EXTRAIT DU DOCUMENT ▸
Le 1er août 2024, un adolescent de dix-sept ans assassinait trois fillettes lors d’une attaque au couteau à Southport, dans le nord-ouest de l’Angleterre. Il était immédiatement incarcéré et inculpé. Devant la grande émotion résultant de ces meurtres, plusieurs autres enfants et adultes ayant également été blessés, les mouvement d’extrême-droite se déchaînaient sur les réseaux sociaux, lesquels relayaient que l’auteur des meurtres, âgé de 17 ans, aurait été un demandeur d’asile entré récemment au Royaume-Uni de façon irrégulière, de religion musulmane -alors que religion dominante au Rwanda est catholique-, déclenchant des émeutes qui ont secoué le pays pendant plus de quinze jours. Il est apparu par la suite qu’il est citoyen britannique né à Cardiff.
Une instrumentalisation et une désinformation par l’extrême-droite
L’ampleur de la désinformation sur ce drame a ainsi conduit aux pires émeutes qu’a connu le Royaume-Uni depuis 2011. Toutefois, ce qui vient de se passer n’a strictement aucun rapport avec les évènements de 2011 qui faisaient suite à la mort d’un homme de 29 ans d’origine antillaise tué par la police qui avait été faussement accusé de trafic. La mort de cet homme avaient conduit à des émeutes qui avaient duré quatre jours du 6 au 10 août 2011.

Entrées de pointage et d'étiquetage:
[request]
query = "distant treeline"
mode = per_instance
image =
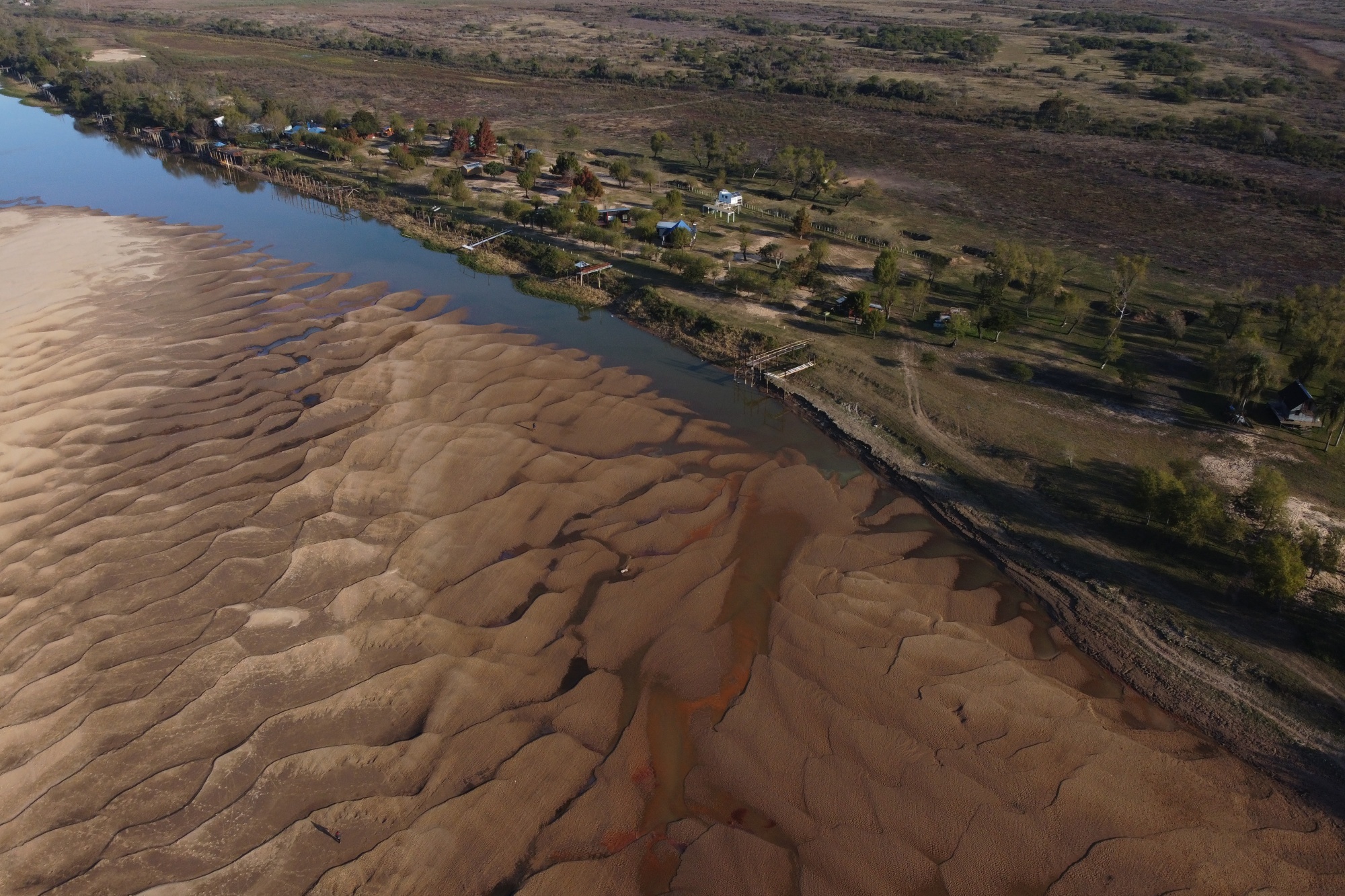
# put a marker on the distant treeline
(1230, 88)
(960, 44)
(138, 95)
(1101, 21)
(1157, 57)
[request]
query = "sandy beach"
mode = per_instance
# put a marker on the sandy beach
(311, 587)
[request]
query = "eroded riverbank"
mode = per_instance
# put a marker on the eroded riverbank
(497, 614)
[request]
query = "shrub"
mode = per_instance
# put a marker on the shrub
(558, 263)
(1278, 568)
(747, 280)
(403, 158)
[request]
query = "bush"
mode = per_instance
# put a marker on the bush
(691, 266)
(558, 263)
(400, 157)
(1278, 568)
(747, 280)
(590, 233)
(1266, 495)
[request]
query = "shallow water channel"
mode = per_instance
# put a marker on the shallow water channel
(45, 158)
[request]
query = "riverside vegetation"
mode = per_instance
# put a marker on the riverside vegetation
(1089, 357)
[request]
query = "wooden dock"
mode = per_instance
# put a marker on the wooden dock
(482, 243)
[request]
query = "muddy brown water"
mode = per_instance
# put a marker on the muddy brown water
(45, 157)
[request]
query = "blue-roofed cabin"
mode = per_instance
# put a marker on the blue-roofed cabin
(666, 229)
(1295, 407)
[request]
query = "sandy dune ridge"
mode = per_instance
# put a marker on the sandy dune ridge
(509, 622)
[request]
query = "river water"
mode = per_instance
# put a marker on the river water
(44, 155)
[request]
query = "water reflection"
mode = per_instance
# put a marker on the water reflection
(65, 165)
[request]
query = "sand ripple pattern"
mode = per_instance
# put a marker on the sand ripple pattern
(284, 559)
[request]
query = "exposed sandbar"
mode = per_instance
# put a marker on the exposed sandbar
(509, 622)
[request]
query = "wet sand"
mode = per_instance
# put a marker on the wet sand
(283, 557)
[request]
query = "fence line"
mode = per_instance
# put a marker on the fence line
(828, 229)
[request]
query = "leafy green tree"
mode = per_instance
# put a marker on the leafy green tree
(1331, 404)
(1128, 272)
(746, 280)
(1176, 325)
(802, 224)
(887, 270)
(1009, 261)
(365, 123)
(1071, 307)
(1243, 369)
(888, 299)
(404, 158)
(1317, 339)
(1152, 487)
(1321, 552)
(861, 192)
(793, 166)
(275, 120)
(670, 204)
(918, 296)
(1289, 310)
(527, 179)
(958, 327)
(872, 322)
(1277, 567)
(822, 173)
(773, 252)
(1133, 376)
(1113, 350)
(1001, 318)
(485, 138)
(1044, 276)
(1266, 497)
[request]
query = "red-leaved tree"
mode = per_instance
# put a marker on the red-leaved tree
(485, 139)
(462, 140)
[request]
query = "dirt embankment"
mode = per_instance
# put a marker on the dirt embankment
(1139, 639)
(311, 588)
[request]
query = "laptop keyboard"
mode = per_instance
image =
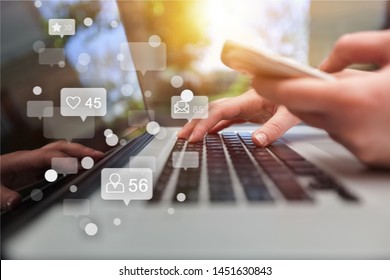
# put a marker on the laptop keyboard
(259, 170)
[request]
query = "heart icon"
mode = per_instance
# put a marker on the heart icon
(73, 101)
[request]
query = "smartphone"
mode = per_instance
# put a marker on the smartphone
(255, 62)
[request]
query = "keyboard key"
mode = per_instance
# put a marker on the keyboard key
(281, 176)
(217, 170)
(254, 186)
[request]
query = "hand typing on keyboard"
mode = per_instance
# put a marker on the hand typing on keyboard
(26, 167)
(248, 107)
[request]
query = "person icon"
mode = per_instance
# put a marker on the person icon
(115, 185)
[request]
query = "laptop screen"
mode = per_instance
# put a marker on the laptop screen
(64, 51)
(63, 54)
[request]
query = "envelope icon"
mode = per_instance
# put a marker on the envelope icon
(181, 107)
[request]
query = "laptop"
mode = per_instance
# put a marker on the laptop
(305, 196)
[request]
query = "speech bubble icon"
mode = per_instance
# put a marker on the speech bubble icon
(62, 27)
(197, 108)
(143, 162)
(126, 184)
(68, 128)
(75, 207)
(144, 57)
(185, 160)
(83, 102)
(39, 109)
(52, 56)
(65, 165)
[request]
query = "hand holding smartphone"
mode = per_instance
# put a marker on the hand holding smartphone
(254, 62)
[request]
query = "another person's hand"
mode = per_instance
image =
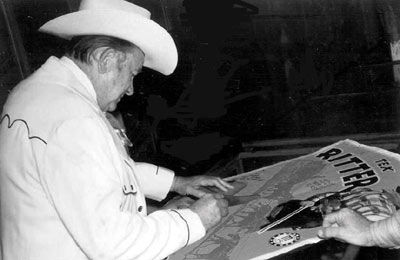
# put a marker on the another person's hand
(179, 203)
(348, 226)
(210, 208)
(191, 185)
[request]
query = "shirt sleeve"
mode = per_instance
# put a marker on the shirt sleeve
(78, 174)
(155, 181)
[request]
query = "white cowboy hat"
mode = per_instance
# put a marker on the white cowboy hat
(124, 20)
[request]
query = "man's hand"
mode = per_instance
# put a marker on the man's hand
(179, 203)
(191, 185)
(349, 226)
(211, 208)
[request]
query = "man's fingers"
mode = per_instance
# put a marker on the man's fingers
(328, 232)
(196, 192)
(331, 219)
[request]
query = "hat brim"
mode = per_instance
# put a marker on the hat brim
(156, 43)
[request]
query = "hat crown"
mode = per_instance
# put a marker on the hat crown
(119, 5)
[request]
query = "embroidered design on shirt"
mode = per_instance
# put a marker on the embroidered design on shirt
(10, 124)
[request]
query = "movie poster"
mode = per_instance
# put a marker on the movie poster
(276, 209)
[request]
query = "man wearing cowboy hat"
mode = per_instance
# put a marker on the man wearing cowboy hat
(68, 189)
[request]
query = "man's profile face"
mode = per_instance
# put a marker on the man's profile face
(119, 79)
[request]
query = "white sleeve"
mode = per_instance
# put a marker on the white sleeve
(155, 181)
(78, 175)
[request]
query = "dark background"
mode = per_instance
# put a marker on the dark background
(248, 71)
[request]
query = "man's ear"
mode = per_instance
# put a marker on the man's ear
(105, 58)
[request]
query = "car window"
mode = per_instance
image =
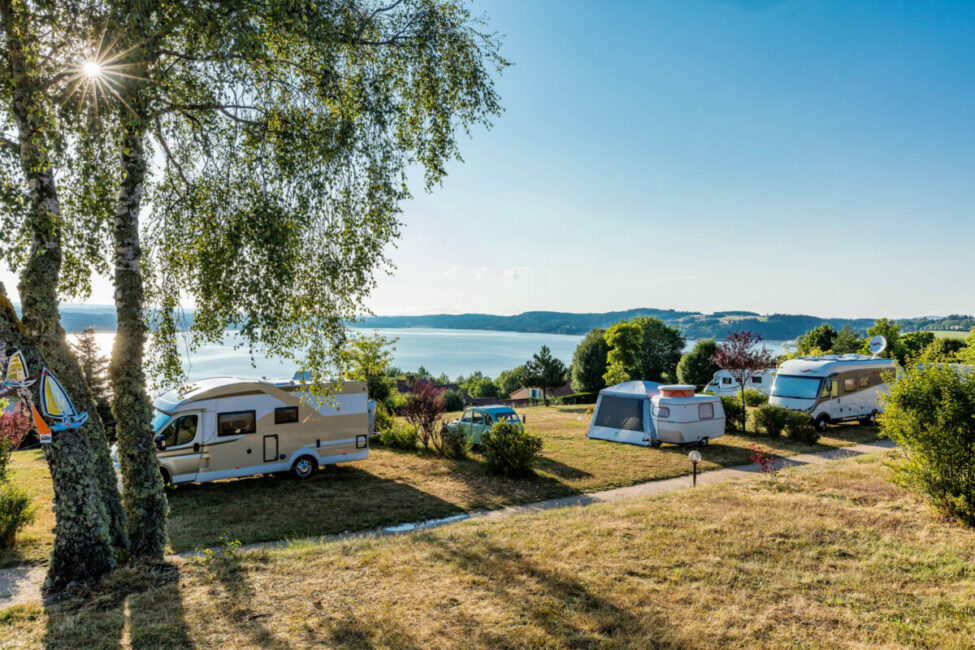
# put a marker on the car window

À FAIRE ▸
#1 Dans l'extrait sur les émeutes au Royaume-Uni, combien de temps ont duré les émeutes de 2011 ?
#2 Relevez tous les noms de lieux géographiques cités dans l'extrait sur les émeutes au Royaume-Uni.
#3 Recopiez l'extrait sur les émeutes au Royaume-Uni depuis "Une instrumentalisation et" jusqu'à "10 août 2011." inclus.

LES RÉPONSES ▸
#1 Quatre jours, du 6 au 10 août 2011.

#2 Southport, Angleterre, Royaume-Uni, Rwanda, Cardiff

#3
Une instrumentalisation et une désinformation par l’extrême-droite
L’ampleur de la désinformation sur ce drame a ainsi conduit aux pires émeutes qu’a connu le Royaume-Uni depuis 2011. Toutefois, ce qui vient de se passer n’a strictement aucun rapport avec les évènements de 2011 qui faisaient suite à la mort d’un homme de 29 ans d’origine antillaise tué par la police qui avait été faussement accusé de trafic. La mort de cet homme avaient conduit à des émeutes qui avaient duré quatre jours du 6 au 10 août 2011.